* AVAILABLE RECORDS *

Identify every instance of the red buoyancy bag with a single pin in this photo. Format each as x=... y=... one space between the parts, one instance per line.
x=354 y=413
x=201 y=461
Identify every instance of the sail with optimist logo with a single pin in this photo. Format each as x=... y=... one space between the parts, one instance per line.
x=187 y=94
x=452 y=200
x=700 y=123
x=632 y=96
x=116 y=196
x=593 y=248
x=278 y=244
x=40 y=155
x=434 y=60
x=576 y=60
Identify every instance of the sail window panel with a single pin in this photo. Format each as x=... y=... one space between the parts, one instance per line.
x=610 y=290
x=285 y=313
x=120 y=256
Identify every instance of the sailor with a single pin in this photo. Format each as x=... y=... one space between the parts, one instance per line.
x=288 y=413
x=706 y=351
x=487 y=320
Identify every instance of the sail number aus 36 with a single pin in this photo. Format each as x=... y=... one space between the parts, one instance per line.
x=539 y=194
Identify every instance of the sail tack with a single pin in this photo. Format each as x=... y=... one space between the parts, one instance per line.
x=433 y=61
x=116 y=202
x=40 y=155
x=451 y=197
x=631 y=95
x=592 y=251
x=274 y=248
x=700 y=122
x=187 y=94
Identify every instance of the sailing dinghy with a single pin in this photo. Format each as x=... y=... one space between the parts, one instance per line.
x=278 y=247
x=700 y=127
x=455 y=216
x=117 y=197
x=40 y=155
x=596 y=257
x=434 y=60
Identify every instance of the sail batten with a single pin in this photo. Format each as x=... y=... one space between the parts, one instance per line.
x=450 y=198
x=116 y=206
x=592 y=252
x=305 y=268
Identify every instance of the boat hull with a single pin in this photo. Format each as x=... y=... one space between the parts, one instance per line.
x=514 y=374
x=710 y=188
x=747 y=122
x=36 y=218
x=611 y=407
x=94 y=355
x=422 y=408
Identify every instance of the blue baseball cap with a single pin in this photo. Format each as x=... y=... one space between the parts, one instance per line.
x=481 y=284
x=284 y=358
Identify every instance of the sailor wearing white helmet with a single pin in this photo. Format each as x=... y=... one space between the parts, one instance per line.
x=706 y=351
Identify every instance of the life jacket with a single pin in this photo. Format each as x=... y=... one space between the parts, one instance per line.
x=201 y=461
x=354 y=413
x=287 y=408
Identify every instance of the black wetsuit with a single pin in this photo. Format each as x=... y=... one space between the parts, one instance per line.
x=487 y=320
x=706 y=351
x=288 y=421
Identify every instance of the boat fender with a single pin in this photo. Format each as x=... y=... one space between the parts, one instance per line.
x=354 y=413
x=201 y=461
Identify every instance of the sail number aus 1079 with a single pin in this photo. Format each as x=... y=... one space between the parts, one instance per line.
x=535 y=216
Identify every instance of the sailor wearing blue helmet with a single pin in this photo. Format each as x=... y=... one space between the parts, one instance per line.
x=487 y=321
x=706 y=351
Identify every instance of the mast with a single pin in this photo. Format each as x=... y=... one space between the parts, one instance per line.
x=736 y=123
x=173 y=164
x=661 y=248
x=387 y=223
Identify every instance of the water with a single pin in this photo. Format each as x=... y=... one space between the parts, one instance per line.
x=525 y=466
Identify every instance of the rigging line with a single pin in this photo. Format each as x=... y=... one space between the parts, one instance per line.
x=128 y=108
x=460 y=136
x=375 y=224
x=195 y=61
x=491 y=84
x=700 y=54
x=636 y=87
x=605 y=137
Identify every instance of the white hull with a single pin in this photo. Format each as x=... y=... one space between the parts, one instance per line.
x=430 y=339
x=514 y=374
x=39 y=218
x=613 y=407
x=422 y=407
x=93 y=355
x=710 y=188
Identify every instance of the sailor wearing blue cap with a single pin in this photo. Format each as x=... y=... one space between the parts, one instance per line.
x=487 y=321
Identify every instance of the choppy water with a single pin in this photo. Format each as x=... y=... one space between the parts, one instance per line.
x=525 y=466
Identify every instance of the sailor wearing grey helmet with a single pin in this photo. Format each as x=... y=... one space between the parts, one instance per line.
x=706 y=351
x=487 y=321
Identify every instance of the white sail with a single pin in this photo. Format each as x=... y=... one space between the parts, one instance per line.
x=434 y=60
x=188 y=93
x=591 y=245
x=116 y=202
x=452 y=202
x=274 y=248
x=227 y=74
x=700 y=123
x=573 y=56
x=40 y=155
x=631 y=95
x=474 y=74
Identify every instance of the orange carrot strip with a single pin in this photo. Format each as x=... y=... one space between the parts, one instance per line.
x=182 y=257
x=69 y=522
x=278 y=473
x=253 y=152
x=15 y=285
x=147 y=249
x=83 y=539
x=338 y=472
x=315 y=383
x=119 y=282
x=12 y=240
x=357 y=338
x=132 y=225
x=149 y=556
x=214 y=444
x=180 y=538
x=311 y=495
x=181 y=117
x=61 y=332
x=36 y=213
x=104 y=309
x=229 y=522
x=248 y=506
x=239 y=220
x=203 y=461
...
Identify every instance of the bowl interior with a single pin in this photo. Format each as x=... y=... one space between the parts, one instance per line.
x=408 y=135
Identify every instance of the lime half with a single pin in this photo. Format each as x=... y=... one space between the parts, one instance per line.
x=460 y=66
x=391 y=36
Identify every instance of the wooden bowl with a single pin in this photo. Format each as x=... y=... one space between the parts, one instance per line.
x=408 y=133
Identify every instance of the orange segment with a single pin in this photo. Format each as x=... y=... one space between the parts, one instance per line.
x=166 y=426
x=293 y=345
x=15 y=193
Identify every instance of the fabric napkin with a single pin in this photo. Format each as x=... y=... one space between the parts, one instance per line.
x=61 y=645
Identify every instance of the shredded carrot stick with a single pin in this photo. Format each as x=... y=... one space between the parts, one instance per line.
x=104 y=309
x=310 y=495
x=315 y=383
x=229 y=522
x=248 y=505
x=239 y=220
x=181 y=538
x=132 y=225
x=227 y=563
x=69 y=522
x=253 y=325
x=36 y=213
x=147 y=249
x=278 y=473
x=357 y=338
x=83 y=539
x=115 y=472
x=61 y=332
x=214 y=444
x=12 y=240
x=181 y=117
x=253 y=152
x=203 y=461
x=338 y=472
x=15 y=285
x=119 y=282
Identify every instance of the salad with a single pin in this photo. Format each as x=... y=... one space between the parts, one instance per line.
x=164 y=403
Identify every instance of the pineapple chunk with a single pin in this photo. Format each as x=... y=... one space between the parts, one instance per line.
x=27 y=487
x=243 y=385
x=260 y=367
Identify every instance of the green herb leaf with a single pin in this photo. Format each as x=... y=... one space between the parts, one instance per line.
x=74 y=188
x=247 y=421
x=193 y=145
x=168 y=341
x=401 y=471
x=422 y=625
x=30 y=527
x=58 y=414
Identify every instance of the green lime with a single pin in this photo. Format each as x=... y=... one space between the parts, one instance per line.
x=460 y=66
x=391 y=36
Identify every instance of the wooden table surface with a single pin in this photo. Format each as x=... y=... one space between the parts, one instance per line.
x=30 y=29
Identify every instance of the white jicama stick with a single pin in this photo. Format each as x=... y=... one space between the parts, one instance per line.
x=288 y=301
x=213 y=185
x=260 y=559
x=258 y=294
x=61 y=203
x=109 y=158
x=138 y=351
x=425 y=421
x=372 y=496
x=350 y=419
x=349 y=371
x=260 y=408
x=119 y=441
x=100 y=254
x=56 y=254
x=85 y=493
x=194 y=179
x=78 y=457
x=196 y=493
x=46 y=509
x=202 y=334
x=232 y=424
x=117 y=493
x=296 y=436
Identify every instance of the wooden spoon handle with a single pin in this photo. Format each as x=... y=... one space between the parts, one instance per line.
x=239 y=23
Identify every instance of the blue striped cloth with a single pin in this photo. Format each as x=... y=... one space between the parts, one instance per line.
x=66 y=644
--
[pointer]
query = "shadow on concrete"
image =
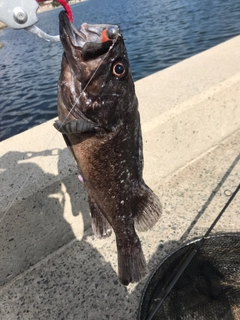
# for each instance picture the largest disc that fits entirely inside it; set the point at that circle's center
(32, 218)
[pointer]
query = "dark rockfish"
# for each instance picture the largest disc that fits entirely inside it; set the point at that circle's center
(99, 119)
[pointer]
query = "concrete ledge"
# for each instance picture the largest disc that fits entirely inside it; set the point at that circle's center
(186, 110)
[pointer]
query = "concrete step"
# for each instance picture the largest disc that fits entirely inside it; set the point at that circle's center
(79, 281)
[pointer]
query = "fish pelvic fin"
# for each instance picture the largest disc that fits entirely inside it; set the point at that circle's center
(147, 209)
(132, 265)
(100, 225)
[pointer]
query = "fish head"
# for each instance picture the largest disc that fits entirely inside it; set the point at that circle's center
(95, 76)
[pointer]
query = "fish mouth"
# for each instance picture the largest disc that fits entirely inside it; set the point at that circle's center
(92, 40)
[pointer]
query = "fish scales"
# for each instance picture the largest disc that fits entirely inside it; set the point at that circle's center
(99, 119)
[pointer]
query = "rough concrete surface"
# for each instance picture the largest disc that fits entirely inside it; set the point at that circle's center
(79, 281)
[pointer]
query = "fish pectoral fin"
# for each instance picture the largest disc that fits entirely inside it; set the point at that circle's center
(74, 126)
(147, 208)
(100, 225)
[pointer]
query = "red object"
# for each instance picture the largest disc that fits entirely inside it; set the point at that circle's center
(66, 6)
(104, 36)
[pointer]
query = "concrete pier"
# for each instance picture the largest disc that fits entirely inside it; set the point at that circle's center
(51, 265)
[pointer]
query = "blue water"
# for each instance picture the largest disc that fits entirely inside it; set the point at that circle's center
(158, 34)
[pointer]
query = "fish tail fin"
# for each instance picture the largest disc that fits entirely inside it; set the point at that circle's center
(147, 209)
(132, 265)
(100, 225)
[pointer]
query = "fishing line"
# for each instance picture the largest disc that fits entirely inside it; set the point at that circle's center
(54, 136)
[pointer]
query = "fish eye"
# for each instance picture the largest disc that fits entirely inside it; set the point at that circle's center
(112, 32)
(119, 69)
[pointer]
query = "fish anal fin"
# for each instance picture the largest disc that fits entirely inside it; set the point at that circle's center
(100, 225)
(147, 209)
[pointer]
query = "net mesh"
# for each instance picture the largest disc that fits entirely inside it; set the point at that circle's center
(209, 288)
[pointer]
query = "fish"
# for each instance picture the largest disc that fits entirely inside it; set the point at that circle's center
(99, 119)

* EXERCISE DIRECTIONS *
Rewrite the material starting at the line containing "Identify every instance of the black" and ending at the line containing "x=605 y=137", replacing "boat fender" with "fender" and leaving everything else unchanged.

* OUTPUT OF THE EXERCISE *
Identify every instance of the black wetsuit with a single pin in this photo. Format each as x=... y=... one space between the parts, one instance per line.
x=487 y=320
x=706 y=351
x=288 y=421
Identify every instance of the fender with a single pin in this photo. Format each as x=... y=... one space between the parts, one instance per line.
x=354 y=413
x=201 y=461
Identify every instance of the sail number aus 1079 with a single pin in this photo. Format each as x=... y=... one space between the parts, one instance per line.
x=535 y=216
Identify every instance of the sailor wearing blue helmet with a single pin in this photo. Format each as x=... y=... one space between the parts, one instance per line.
x=487 y=321
x=706 y=351
Identify every instance of the mast with a single pin in this photo. Format each as x=... y=... one space between the parts, one instance per line.
x=736 y=123
x=173 y=164
x=661 y=248
x=387 y=223
Identify every instance of the water with a single pin in this photo. Format each as x=... y=... one space between the parts, one instance per line.
x=525 y=466
Identify every instance of the rigging line with a single pin in this photo. Format each as x=... y=... one space between the parts, one instance per line.
x=128 y=108
x=460 y=136
x=375 y=224
x=195 y=61
x=491 y=84
x=700 y=54
x=636 y=87
x=605 y=137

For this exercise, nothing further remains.